Coordinate annotation entries
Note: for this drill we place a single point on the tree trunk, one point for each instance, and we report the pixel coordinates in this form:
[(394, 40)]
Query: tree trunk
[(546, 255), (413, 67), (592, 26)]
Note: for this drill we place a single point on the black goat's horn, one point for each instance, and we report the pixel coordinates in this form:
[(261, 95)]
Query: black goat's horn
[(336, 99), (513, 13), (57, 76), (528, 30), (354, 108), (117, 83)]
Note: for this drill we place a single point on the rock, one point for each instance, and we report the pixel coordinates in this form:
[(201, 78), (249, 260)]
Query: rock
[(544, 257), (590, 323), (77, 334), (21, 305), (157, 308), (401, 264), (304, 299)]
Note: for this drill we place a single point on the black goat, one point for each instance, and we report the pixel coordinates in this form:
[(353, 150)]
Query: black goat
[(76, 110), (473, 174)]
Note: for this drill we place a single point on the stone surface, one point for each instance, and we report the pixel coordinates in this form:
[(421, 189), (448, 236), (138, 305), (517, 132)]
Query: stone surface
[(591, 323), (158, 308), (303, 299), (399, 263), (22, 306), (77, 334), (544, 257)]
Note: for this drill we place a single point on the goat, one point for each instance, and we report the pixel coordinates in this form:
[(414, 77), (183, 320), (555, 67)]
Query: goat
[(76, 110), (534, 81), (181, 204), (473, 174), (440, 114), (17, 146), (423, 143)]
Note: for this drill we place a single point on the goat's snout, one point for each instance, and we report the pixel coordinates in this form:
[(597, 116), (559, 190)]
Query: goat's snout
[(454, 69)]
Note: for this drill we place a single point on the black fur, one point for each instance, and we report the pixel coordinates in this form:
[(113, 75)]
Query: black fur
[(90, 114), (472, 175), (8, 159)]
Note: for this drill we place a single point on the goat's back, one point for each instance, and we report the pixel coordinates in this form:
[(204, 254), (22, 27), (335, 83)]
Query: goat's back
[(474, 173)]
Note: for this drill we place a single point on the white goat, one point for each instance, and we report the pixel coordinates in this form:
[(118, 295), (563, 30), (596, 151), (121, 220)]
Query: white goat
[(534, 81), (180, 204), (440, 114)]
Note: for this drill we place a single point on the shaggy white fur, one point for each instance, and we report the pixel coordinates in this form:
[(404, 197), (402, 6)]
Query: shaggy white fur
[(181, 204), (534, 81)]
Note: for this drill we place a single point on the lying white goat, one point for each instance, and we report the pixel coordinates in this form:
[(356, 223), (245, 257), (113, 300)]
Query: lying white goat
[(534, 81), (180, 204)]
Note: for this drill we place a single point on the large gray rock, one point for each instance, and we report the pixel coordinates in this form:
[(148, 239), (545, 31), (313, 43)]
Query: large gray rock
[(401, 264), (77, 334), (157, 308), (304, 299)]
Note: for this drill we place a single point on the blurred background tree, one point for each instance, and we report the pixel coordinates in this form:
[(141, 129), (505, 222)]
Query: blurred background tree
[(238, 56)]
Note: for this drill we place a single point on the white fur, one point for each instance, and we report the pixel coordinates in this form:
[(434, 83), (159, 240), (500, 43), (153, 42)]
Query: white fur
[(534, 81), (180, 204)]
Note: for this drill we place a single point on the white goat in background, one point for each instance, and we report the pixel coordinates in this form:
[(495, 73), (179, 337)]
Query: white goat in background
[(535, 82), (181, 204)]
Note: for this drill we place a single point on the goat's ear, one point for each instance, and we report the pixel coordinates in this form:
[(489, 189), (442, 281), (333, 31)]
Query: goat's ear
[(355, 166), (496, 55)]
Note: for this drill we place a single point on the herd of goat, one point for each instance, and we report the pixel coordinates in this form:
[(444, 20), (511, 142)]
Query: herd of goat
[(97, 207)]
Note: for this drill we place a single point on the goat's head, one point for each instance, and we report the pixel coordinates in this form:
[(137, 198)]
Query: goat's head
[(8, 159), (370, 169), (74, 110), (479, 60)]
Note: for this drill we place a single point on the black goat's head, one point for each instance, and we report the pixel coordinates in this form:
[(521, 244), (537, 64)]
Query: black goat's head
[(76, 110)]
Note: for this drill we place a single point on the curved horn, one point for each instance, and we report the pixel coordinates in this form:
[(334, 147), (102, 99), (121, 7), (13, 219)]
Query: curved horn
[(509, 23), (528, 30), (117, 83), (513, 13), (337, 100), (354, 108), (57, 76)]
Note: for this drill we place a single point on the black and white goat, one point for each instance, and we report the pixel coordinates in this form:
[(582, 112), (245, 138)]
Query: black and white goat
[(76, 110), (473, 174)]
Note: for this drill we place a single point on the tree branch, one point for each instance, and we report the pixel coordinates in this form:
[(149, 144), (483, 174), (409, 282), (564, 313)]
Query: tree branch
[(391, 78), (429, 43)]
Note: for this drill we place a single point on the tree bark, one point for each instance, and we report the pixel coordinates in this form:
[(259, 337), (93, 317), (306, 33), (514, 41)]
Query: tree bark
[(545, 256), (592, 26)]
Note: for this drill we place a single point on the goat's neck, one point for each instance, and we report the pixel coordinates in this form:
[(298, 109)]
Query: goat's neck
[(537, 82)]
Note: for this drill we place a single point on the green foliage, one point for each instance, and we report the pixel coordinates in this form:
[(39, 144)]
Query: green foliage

GIVEN REQUEST: Reproduce the material above word for word, starting at its first line and continuing through the line that contains "[(534, 81), (180, 204), (440, 114)]".

ANSWER TO THE EXERCISE:
Note: for this drill we place a single point on the tree trunk, one point for each instance, and we report the pixel coordinates in this form:
[(394, 40)]
Query: tree trunk
[(546, 255), (413, 67), (592, 26)]
Note: for this drill we place a single point on the black goat's horn, one point for each instance, and we report the pixel coordinates in this form:
[(261, 95)]
Query: black goat's horn
[(336, 99), (513, 13), (57, 76), (528, 30), (354, 108), (117, 83)]
Note: for this drill we place a single point on the rock, one point for each instance, and we report the pixel coordinates in this form:
[(201, 78), (249, 260)]
Query: rock
[(544, 257), (590, 323), (77, 334), (21, 305), (157, 308), (401, 264), (304, 299)]
Note: for this drill we place a single point on the black goat, one point for each instance, and we report the pixel coordinates in this form:
[(353, 150)]
Query: black goat
[(76, 110), (473, 174)]
Note: for this drill we place a single point on the stone surface, one point for each instance, and we report the pixel coordinates in this form:
[(421, 189), (448, 236), (138, 305), (517, 132)]
Query: stone surface
[(591, 323), (158, 308), (303, 299), (399, 263), (22, 306), (77, 334), (544, 257)]
Note: for this drill we place a single point on the goat, one point for each instance, and we report the pixel coordinates in this form:
[(414, 77), (183, 320), (555, 67)]
Query: goat
[(76, 110), (534, 81), (181, 204), (473, 174), (440, 114), (17, 146), (423, 143)]
Note: for this drill we place a single point on the goat's snout, one point for each instance, and we report the pixel coordinates in this form:
[(597, 116), (559, 190)]
Query: goat's snout
[(454, 69)]
Note: for this drill we place a single point on the black fur, one point for each instance, and we report the pixel coordinates in this form:
[(113, 75)]
Query: black fur
[(90, 114), (472, 175), (8, 159)]
Note: for this drill we place a single point on the goat's back, one point for each instance, and we report the pixel coordinates in this form:
[(204, 254), (22, 27), (335, 83)]
Query: goat's back
[(474, 173)]
Note: for this drill we place a single point on the white goat, one point for each instance, and we report the pixel coordinates in this form:
[(118, 295), (563, 30), (596, 151), (121, 220)]
Query: white goat
[(534, 81), (180, 204), (440, 114)]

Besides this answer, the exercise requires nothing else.